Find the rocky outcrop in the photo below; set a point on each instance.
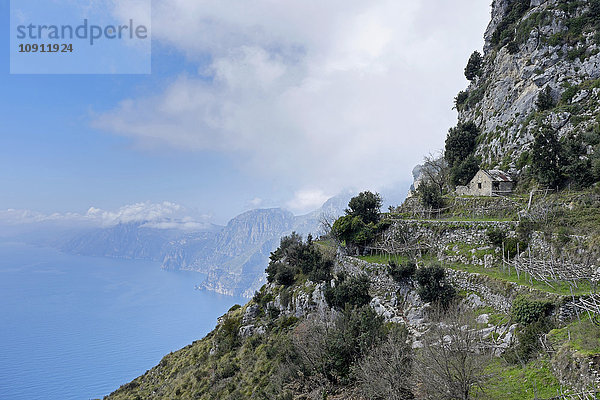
(550, 49)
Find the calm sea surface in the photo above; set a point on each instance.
(74, 327)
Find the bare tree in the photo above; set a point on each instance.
(435, 170)
(326, 221)
(385, 373)
(451, 364)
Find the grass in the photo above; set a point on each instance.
(495, 317)
(511, 382)
(584, 336)
(384, 259)
(561, 288)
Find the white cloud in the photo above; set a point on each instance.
(164, 215)
(256, 202)
(138, 212)
(307, 200)
(323, 95)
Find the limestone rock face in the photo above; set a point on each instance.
(545, 53)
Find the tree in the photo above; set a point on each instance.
(328, 345)
(460, 142)
(295, 256)
(474, 66)
(433, 286)
(577, 167)
(463, 172)
(435, 171)
(546, 157)
(545, 101)
(352, 291)
(430, 196)
(452, 362)
(366, 205)
(386, 371)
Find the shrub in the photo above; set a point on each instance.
(528, 341)
(358, 330)
(294, 257)
(366, 205)
(505, 31)
(474, 66)
(352, 291)
(512, 47)
(496, 236)
(463, 172)
(460, 143)
(328, 346)
(526, 311)
(545, 101)
(386, 371)
(461, 99)
(433, 286)
(546, 158)
(430, 196)
(402, 273)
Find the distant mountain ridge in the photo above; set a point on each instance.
(233, 257)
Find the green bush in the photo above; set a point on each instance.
(526, 311)
(461, 99)
(352, 291)
(496, 236)
(545, 101)
(546, 157)
(402, 273)
(296, 257)
(463, 172)
(474, 66)
(430, 196)
(433, 286)
(505, 31)
(358, 330)
(460, 143)
(366, 205)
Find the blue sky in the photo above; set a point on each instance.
(253, 108)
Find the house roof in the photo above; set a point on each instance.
(498, 176)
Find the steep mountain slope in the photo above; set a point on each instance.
(530, 48)
(126, 240)
(235, 258)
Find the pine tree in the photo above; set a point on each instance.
(546, 158)
(473, 68)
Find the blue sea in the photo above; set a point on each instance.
(74, 327)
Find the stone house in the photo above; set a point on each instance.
(488, 183)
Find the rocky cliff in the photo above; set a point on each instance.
(531, 47)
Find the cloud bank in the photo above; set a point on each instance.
(324, 96)
(165, 215)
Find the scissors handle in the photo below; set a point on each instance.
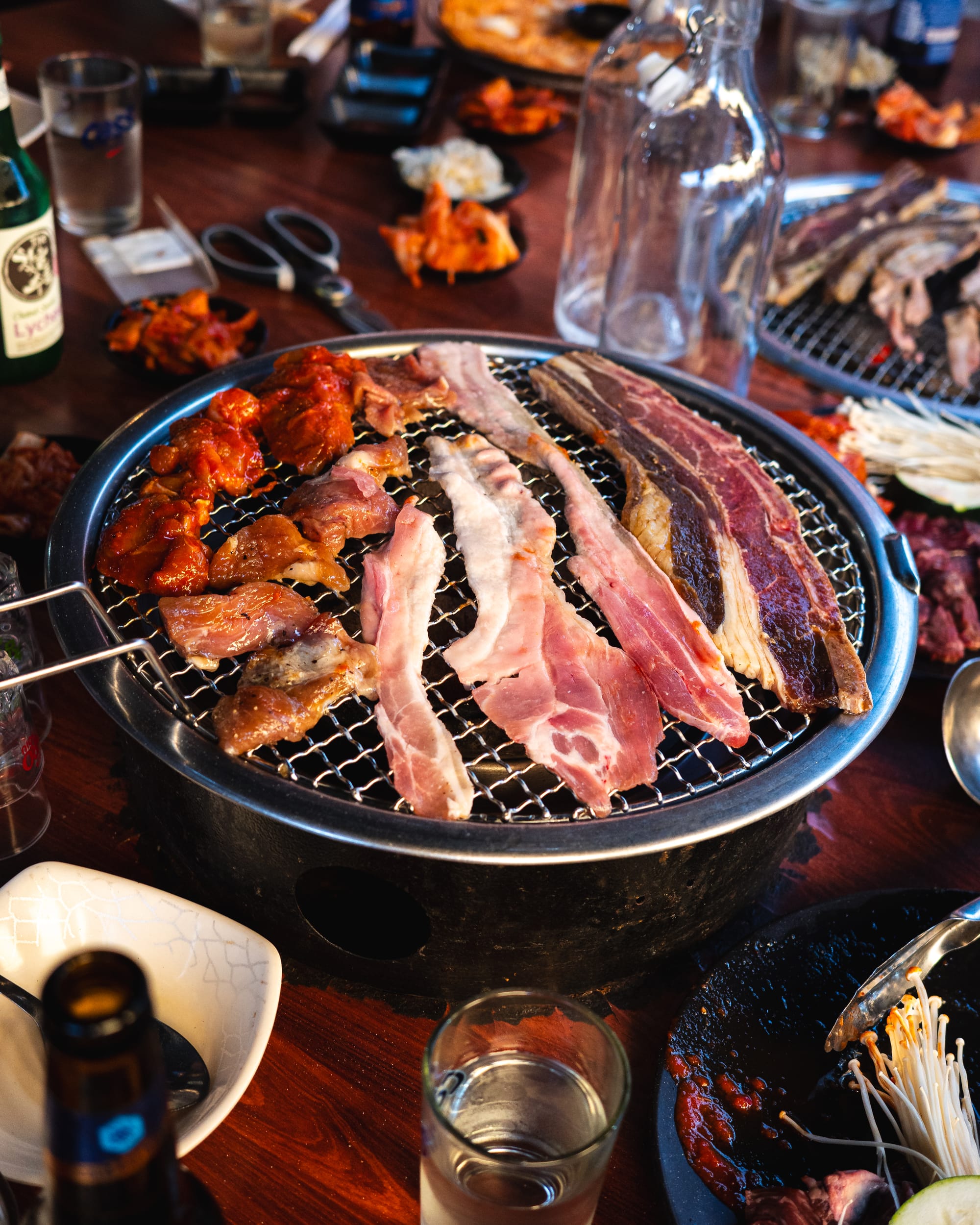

The problem:
An exact copy of the entries, minus the pictures, is what to return.

Completed task:
Find the rocky outcrop in the photo below; set a point on each instance.
(550, 49)
Find the calm sea surface in the photo above; set a point on each instance.
(74, 327)
Find the bare tree in the photo above; set a point on each instance.
(435, 170)
(326, 221)
(385, 373)
(451, 364)
Find the grass in the photo above; set a point on each instance.
(495, 317)
(511, 382)
(584, 336)
(384, 259)
(561, 288)
Find the white cloud in the photo above; set a point on each instance.
(164, 215)
(256, 202)
(138, 212)
(307, 200)
(323, 95)
Find the limestone rock face in the photo above; set a point on each instance.
(545, 53)
Find the tree in the photo above; set a point on each instance.
(328, 345)
(460, 142)
(295, 256)
(474, 66)
(433, 286)
(577, 167)
(463, 172)
(435, 171)
(546, 157)
(545, 101)
(352, 291)
(430, 196)
(452, 362)
(366, 205)
(386, 371)
Find the shrub in the photo above; set a point on each instance.
(528, 341)
(358, 330)
(294, 257)
(366, 205)
(505, 31)
(474, 66)
(352, 291)
(512, 47)
(496, 236)
(463, 172)
(460, 143)
(328, 346)
(526, 311)
(545, 101)
(386, 371)
(461, 99)
(433, 286)
(546, 158)
(430, 196)
(402, 273)
Find the distant mountain ridge in the photo above; set a point on each instance.
(233, 257)
Find the green bush in the photo above; set a point on each instance.
(526, 311)
(461, 99)
(352, 291)
(496, 236)
(545, 101)
(546, 157)
(402, 273)
(296, 257)
(463, 172)
(474, 66)
(430, 196)
(433, 286)
(505, 31)
(358, 330)
(460, 143)
(366, 205)
Find the blue sky in the photo above; set a point on each instance.
(253, 108)
Find the house roof in the photo above; set a point on each instance.
(498, 176)
Find the steep mountain slope in the photo above; set a point on each instance.
(530, 48)
(126, 240)
(235, 258)
Find the pine tree in the photo above; set a point on each instance.
(546, 158)
(473, 68)
Find the blue sea in the photo above; set a point on each instance.
(74, 327)
Find the stone house in the photo above; set a point on each instance.
(488, 183)
Find the rocky cliff in the photo above; set a point on each instance.
(531, 47)
Find the cloud bank in the photo above; set a point on each instance.
(324, 96)
(165, 215)
Find the scissors handle in the photo below; set a point on each instance.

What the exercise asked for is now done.